Work instructions:
Identify all lines in the data containing the string "young". Copy them out.
......
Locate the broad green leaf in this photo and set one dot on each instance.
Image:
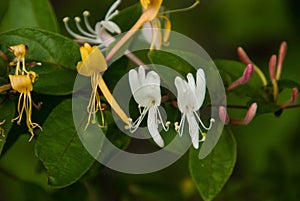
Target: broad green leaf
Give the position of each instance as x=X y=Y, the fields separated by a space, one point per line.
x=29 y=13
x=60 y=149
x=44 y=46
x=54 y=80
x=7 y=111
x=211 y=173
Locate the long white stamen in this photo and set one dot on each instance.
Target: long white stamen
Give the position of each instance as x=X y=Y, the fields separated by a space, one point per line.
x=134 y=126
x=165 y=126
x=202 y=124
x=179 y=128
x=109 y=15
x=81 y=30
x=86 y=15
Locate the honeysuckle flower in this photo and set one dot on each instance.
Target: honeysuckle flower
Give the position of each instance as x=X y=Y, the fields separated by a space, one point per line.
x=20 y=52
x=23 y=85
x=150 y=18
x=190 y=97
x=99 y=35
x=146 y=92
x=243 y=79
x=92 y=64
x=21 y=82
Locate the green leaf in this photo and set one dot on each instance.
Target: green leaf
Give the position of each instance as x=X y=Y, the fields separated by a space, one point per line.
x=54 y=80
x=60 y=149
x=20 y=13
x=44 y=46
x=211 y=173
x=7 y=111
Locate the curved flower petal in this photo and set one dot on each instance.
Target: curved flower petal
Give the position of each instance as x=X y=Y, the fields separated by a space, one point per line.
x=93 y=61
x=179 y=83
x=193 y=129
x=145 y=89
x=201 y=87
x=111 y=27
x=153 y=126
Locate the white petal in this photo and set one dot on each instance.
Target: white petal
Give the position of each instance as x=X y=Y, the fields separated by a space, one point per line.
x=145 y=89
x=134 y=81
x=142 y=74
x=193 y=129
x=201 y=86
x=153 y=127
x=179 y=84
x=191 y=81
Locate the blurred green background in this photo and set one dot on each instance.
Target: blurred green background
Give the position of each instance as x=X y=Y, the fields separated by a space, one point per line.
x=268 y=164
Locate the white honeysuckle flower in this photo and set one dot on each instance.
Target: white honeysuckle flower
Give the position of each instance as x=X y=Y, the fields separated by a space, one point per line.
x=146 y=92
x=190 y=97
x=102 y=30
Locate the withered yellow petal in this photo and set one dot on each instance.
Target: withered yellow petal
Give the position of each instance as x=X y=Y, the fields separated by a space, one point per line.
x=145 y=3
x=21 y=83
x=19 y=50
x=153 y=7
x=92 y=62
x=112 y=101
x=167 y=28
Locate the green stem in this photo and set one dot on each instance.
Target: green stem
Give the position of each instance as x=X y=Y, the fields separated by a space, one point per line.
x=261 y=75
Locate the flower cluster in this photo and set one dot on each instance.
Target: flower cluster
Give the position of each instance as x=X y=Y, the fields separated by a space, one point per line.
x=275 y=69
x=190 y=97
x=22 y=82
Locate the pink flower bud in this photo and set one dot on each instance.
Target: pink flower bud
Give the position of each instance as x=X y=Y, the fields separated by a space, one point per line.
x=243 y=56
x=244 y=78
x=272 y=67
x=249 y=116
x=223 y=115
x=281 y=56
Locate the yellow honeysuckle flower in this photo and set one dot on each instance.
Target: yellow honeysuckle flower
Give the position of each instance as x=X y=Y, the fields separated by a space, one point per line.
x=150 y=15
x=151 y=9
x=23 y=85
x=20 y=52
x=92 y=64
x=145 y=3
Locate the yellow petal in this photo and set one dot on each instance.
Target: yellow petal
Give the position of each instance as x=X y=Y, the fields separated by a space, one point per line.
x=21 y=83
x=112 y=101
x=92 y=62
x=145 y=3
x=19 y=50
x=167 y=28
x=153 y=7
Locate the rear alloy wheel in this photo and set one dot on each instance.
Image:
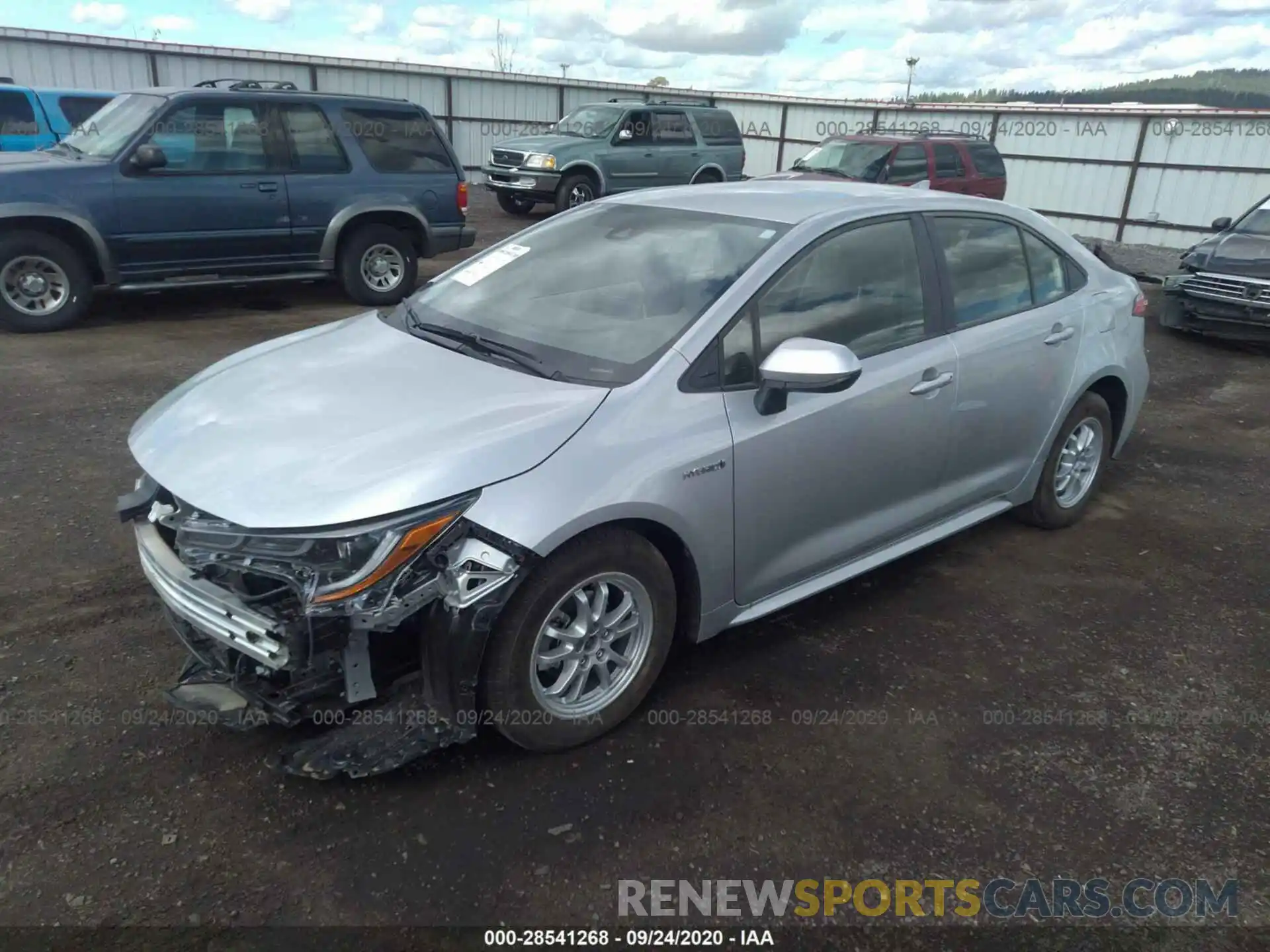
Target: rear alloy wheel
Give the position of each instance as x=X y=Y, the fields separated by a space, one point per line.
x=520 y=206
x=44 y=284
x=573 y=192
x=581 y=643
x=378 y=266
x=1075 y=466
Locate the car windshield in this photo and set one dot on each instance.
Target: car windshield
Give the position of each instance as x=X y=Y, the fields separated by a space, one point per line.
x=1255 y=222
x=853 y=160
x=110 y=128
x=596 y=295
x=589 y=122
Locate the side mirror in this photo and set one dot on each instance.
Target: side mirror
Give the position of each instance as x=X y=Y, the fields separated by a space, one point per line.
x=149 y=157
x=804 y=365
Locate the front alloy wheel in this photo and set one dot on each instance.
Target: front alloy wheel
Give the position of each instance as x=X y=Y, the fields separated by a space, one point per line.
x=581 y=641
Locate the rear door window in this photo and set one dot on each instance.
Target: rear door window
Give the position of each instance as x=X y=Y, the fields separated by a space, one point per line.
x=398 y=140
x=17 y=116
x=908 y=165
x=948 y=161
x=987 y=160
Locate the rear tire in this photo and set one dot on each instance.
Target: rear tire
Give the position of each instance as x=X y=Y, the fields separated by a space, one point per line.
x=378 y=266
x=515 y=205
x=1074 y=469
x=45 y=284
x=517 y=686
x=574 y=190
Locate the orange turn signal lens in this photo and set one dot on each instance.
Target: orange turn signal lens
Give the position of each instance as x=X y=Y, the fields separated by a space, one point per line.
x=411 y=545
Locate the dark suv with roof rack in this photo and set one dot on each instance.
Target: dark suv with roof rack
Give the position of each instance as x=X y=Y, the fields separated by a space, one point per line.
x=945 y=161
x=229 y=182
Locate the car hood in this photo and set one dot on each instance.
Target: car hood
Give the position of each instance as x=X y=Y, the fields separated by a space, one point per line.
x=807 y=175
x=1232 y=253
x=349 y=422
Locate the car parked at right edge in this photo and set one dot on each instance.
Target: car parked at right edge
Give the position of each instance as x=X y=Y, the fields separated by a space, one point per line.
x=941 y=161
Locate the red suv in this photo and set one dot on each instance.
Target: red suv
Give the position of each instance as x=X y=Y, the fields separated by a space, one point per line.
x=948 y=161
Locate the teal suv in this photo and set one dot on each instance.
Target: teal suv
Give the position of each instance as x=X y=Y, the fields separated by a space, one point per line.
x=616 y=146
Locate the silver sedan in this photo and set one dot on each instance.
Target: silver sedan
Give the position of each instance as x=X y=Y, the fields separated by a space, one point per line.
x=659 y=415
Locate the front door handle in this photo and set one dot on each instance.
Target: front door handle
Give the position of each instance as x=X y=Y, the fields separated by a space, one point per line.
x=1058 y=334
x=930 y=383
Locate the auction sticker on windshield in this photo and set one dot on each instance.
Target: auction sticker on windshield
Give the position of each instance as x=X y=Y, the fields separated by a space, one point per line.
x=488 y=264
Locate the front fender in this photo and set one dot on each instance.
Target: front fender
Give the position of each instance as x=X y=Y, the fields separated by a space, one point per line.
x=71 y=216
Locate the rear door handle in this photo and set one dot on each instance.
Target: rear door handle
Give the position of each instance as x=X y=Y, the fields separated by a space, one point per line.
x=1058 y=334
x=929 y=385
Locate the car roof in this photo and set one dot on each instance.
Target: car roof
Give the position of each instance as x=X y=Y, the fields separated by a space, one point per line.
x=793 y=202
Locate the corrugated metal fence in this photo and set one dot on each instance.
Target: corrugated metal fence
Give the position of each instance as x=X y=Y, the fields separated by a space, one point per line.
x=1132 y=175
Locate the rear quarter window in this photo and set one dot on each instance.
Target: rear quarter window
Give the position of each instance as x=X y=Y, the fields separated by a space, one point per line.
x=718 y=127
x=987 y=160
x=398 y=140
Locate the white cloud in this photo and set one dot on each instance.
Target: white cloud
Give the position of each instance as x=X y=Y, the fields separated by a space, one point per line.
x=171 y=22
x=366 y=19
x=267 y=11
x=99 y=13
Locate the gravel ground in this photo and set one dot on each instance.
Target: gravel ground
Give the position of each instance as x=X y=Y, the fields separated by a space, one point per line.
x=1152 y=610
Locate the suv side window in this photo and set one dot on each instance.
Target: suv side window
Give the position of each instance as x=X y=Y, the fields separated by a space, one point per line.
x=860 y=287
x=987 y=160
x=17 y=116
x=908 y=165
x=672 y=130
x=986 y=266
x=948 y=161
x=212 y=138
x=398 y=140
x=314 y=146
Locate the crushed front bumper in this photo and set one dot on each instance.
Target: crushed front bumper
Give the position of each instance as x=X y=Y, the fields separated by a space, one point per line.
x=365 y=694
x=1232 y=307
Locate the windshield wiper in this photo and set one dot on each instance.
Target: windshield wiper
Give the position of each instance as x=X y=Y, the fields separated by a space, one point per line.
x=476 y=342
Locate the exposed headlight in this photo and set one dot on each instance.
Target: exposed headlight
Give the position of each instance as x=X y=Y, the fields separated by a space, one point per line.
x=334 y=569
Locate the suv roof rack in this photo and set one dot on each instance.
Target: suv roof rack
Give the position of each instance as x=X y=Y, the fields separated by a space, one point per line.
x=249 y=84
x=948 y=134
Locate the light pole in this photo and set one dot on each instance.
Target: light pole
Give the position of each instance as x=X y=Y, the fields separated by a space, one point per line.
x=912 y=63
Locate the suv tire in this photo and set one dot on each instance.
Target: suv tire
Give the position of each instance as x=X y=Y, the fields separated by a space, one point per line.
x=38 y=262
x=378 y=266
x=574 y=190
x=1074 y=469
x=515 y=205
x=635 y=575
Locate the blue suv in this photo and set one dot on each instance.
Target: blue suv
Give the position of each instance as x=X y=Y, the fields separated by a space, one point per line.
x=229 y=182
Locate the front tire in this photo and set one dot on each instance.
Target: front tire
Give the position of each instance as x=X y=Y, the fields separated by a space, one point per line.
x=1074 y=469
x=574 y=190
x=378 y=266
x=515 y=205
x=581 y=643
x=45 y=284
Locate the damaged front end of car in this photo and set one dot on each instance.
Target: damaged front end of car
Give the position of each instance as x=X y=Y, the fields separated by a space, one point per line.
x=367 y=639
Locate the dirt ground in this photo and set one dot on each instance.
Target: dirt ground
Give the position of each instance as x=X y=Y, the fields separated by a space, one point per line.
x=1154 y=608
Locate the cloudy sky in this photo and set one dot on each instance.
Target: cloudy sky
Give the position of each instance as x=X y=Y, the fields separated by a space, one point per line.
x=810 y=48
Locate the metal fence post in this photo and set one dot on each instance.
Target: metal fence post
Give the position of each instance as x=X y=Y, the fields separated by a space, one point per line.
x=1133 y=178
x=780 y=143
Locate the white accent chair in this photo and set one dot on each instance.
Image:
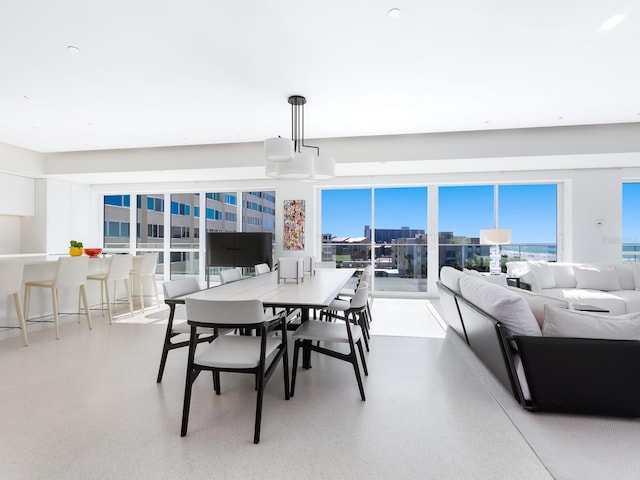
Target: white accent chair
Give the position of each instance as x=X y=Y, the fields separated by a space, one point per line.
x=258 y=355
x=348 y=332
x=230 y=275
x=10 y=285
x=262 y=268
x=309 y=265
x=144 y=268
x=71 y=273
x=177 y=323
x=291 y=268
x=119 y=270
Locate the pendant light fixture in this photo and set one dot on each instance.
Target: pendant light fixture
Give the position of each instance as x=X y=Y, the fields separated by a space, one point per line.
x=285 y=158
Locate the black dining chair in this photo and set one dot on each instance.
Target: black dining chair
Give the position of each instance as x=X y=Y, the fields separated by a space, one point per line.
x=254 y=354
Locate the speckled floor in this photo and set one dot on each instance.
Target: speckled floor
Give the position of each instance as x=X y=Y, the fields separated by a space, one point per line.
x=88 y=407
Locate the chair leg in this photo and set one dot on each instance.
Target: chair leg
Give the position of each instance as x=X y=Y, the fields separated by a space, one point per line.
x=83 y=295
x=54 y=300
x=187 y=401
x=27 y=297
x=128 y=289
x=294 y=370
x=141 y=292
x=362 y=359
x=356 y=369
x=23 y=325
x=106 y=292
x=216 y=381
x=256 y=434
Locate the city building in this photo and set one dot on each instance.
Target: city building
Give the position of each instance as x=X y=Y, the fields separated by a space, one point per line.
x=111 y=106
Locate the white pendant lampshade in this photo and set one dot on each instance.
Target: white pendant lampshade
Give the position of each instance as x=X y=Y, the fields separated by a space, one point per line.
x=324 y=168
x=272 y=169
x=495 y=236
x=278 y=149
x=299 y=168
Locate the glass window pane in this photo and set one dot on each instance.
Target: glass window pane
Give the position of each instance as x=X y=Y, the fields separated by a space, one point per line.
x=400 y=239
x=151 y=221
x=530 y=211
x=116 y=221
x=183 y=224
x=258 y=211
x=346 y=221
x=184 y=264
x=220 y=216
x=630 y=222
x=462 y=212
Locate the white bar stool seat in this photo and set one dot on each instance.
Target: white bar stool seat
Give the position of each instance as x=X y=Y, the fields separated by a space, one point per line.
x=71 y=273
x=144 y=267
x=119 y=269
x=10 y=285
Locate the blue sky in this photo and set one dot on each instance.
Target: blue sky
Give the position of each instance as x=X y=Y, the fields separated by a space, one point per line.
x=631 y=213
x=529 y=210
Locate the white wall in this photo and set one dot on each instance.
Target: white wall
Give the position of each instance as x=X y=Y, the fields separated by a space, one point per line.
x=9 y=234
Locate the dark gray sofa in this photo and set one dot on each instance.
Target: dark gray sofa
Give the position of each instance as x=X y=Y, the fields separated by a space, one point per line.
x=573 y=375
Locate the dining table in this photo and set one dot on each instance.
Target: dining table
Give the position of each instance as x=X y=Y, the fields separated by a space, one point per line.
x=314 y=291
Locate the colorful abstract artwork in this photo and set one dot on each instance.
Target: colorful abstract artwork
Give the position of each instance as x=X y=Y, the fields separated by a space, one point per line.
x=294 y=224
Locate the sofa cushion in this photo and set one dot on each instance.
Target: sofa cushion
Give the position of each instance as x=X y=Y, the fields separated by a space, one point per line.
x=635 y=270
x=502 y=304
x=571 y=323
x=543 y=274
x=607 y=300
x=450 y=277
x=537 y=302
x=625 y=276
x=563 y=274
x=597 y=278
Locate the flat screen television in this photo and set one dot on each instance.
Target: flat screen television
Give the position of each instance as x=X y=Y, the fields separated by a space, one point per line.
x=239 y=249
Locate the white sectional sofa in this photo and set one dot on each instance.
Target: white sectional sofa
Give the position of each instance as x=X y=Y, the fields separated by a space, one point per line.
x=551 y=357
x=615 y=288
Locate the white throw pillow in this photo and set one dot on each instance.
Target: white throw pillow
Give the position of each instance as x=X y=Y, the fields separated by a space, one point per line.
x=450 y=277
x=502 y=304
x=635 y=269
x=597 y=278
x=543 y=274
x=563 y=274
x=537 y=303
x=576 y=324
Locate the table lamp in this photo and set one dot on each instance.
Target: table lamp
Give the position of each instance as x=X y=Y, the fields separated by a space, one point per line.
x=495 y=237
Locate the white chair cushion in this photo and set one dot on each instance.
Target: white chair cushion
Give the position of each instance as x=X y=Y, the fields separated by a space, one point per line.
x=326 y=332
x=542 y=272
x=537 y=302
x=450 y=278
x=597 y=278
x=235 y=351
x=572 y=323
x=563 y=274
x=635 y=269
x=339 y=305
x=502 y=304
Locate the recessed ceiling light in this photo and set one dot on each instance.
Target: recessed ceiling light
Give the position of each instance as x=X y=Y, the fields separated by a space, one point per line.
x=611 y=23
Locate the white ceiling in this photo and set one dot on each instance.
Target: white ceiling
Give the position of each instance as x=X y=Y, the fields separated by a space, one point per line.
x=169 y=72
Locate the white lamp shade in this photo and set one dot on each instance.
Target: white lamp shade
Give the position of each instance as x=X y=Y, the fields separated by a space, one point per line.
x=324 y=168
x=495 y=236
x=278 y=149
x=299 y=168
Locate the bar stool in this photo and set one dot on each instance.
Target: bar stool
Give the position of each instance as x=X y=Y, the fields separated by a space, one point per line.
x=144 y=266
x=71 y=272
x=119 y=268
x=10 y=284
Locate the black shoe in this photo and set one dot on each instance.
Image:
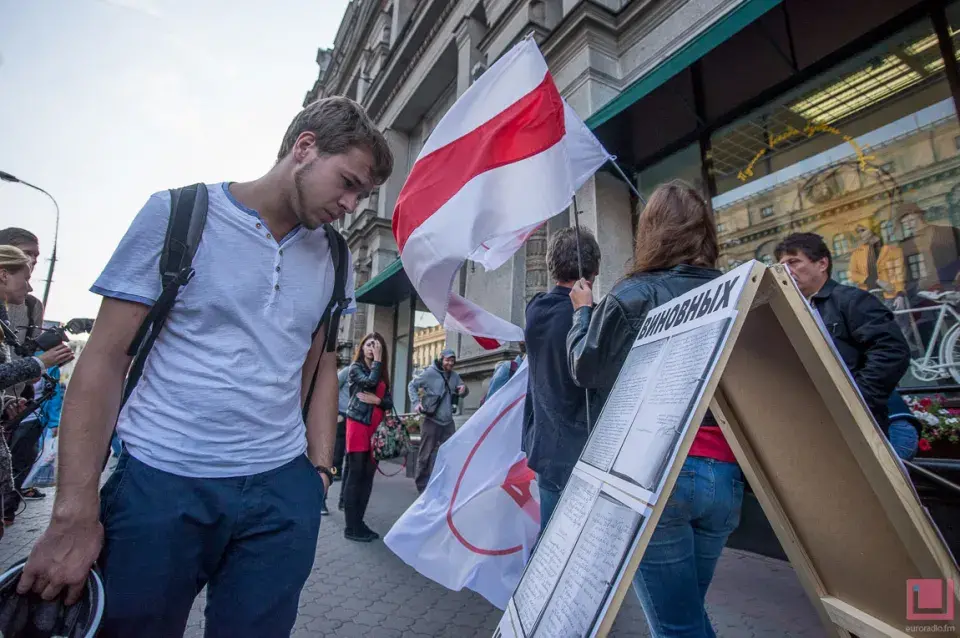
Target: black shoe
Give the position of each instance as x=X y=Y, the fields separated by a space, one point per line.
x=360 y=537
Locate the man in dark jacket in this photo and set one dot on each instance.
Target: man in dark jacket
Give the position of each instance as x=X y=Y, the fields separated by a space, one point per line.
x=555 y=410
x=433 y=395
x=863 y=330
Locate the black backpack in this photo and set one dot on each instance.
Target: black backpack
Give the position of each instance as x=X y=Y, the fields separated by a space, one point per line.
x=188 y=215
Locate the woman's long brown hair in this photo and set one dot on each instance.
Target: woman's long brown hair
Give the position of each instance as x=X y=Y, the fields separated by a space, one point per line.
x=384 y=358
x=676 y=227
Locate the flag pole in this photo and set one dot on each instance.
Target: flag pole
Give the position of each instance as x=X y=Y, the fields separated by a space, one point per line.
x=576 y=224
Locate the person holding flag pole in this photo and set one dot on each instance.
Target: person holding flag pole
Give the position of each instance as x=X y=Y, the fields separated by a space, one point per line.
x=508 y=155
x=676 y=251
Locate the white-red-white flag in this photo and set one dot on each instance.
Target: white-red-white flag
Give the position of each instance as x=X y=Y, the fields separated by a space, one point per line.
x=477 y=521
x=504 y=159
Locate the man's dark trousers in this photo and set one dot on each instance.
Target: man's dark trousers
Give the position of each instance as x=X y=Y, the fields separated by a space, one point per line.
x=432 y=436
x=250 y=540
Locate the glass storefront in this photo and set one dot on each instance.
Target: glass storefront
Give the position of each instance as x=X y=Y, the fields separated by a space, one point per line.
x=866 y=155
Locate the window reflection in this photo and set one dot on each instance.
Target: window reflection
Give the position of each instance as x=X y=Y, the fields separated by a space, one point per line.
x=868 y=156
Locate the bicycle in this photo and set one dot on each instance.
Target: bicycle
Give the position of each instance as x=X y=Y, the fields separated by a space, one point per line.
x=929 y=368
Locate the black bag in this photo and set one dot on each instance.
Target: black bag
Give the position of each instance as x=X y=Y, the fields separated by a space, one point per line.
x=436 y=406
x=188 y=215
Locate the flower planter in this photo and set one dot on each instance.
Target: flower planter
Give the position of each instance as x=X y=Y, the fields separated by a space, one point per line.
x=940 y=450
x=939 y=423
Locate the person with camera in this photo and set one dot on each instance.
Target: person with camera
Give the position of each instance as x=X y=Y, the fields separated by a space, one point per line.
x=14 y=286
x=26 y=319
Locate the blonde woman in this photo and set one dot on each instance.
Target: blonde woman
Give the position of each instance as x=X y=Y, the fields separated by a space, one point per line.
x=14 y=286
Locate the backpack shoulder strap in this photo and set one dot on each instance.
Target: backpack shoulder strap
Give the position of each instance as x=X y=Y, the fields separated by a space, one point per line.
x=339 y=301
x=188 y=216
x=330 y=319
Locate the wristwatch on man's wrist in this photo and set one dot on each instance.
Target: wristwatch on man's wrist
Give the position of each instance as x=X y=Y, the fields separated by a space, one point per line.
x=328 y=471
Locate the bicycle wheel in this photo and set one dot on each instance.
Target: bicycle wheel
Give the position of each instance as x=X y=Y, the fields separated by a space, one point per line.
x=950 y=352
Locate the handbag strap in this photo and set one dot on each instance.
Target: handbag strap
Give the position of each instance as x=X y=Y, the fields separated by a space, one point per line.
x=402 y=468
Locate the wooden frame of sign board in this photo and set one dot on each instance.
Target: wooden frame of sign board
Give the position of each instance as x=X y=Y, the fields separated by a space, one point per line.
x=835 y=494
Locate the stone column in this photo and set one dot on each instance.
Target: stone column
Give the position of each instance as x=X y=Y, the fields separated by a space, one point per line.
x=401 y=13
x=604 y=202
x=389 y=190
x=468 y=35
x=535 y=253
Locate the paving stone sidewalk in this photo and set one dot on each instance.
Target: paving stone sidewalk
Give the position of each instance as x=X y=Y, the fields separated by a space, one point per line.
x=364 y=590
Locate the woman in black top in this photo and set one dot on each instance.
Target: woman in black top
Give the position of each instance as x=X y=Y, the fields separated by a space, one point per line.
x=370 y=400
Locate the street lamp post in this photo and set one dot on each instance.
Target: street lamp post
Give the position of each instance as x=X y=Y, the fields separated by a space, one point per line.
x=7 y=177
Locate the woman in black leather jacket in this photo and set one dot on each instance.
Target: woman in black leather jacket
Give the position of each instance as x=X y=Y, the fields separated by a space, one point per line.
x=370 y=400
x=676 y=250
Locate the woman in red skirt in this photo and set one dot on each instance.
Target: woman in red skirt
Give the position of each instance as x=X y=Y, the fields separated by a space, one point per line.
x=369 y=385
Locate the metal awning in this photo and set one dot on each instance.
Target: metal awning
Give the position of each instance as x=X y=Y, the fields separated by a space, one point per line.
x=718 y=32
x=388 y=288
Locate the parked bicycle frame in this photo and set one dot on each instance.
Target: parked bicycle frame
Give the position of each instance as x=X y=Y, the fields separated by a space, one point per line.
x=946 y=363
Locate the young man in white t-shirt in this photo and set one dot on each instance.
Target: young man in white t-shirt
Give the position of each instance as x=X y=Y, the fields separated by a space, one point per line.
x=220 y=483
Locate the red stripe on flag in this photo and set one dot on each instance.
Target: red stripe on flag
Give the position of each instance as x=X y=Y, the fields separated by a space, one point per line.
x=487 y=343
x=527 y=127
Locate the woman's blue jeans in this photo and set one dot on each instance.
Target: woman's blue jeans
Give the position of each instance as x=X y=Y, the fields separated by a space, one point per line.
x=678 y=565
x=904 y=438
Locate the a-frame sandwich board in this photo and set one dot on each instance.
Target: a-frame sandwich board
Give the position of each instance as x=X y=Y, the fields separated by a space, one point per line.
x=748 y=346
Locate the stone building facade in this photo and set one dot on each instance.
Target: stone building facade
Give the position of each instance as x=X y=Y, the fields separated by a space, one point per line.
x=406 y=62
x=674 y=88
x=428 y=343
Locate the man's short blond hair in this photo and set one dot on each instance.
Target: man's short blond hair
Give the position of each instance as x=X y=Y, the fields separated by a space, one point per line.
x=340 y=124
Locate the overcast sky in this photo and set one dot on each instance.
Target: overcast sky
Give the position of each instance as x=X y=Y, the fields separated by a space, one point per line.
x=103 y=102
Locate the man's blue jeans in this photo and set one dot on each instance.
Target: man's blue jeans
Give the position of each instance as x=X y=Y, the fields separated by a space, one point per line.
......
Task response:
Locate the young man in white t-shirt in this photo and set one dot on each instance.
Target: young man in white t-shirt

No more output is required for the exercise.